WORK TO BE COMPLETED — In the records, from the line with "tagged: sandy ground" to the line with "top-left (4, 390), bottom-right (705, 473)", replace "bounding box" with "enclosing rectangle" and reproduce those lines with nothing else changed.

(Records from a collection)
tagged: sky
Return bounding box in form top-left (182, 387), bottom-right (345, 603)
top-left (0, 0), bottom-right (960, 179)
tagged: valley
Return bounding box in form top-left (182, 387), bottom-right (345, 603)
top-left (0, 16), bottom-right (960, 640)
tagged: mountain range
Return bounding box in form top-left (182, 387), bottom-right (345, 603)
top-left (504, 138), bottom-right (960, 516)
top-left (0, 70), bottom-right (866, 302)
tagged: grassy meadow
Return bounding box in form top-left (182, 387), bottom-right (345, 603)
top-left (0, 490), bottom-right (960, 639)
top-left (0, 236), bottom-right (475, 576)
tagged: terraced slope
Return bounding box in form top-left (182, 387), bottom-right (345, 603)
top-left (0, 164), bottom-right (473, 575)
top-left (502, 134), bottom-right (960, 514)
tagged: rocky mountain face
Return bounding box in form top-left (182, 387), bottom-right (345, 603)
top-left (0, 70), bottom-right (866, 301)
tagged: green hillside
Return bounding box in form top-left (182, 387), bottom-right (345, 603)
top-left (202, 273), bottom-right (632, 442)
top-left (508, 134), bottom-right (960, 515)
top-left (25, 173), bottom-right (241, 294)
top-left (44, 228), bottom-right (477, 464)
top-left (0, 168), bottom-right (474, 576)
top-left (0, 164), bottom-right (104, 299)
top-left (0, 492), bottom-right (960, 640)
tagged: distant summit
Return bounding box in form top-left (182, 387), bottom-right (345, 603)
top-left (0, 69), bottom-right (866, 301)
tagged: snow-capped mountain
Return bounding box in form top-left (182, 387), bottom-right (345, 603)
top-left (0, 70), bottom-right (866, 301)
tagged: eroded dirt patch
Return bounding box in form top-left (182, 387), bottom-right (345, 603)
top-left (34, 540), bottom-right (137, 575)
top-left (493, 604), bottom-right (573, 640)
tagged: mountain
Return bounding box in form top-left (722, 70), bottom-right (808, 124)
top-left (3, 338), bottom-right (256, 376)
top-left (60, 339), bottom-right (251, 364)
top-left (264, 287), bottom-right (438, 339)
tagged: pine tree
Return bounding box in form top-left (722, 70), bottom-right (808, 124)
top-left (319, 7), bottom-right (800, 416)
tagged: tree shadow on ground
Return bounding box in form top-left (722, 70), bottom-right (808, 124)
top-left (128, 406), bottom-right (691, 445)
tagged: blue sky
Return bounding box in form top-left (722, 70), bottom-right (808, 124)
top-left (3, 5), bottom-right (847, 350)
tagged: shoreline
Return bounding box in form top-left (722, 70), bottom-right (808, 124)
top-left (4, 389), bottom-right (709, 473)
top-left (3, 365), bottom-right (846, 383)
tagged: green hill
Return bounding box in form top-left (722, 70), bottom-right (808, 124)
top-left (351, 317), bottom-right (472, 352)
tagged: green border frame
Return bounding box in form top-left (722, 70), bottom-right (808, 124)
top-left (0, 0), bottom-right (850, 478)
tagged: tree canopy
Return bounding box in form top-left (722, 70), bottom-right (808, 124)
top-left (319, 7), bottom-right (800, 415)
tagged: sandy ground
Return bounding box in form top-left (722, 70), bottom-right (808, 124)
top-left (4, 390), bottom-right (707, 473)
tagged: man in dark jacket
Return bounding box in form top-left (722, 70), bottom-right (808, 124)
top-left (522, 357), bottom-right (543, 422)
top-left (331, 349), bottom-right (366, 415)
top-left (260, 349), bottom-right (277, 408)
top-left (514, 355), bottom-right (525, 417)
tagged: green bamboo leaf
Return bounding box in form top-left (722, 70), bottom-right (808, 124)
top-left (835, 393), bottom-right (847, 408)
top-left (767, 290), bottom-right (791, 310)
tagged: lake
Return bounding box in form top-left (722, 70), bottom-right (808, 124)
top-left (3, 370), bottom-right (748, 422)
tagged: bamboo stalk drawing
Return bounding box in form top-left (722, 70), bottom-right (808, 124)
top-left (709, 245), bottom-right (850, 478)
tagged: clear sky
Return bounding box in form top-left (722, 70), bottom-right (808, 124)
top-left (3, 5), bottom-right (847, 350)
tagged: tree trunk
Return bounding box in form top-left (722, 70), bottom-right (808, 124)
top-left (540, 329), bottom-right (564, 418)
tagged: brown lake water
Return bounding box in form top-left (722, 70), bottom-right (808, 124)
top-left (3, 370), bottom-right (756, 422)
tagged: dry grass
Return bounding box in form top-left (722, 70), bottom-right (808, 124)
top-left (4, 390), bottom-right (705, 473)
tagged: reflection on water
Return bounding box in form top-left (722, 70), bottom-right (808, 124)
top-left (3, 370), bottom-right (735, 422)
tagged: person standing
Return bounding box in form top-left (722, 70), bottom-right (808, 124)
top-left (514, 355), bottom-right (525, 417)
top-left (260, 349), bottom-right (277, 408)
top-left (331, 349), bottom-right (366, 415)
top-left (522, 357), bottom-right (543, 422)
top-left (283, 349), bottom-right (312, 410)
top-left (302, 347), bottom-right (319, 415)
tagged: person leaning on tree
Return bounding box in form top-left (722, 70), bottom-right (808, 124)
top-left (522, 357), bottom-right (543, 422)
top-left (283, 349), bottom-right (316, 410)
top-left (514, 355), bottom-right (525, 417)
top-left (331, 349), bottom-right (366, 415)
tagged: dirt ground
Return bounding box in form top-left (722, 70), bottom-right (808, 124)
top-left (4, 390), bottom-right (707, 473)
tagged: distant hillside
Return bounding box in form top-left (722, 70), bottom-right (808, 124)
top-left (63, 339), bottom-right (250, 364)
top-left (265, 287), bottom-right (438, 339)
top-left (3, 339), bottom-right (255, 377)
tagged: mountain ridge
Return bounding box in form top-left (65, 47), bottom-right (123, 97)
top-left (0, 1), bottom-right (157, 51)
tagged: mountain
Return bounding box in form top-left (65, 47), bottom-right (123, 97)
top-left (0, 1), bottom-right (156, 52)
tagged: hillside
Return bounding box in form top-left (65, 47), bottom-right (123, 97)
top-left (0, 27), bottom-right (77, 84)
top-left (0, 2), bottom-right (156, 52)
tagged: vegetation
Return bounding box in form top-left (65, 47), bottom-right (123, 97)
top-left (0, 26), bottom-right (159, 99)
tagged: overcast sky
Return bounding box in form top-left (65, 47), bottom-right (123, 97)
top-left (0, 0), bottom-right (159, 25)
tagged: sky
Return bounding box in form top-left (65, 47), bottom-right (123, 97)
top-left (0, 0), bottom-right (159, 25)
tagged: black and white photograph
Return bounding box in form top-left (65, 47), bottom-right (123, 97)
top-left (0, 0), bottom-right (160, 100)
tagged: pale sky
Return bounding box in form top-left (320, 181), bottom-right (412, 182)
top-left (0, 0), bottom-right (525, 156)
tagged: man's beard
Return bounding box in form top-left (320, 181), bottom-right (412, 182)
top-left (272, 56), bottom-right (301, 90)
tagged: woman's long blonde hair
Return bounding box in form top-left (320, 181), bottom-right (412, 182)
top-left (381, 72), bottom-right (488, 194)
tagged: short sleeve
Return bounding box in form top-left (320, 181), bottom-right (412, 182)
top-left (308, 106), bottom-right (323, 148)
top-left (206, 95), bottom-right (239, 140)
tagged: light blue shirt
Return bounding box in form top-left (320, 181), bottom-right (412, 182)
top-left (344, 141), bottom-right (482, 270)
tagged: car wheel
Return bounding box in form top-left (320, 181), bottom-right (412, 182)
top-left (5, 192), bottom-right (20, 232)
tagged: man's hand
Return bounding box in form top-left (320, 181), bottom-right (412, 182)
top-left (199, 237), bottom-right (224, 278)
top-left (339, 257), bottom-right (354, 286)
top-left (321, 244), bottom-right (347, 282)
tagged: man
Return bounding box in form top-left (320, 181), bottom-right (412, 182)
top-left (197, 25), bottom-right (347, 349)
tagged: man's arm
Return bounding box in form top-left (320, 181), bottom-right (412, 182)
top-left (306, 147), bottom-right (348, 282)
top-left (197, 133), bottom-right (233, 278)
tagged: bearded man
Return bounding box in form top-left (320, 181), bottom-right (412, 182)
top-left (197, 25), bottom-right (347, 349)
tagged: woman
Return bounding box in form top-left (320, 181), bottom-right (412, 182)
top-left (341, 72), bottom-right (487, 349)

TASK ANSWER —
tagged: sandy ground
Return enclosing rectangle in form top-left (722, 70), bottom-right (808, 124)
top-left (4, 390), bottom-right (707, 473)
tagged: man in dark jacket
Return enclosing rectangle in form top-left (722, 70), bottom-right (808, 124)
top-left (522, 357), bottom-right (543, 422)
top-left (331, 349), bottom-right (366, 415)
top-left (260, 349), bottom-right (277, 408)
top-left (514, 355), bottom-right (525, 417)
tagged: green bamboo leaf
Return enclosing rectangle in form top-left (722, 70), bottom-right (808, 124)
top-left (835, 393), bottom-right (847, 408)
top-left (767, 290), bottom-right (791, 310)
tagged: lake
Return enclosing rectangle in form top-left (722, 70), bottom-right (808, 124)
top-left (3, 370), bottom-right (748, 422)
tagged: bamboo stalk drawing
Return enclosing rectangle in form top-left (722, 70), bottom-right (808, 124)
top-left (709, 245), bottom-right (850, 478)
tagged: clear sky
Return enclosing rectangle in form top-left (722, 70), bottom-right (808, 124)
top-left (3, 5), bottom-right (847, 350)
tagged: tree trunk
Return enclosing rectangle in form top-left (722, 70), bottom-right (808, 124)
top-left (540, 329), bottom-right (564, 418)
tagged: brown lake water
Return enclosing rectangle in form top-left (722, 70), bottom-right (808, 124)
top-left (3, 370), bottom-right (756, 422)
tagged: dry grass
Return enclosing rectangle in form top-left (722, 70), bottom-right (808, 124)
top-left (4, 390), bottom-right (705, 473)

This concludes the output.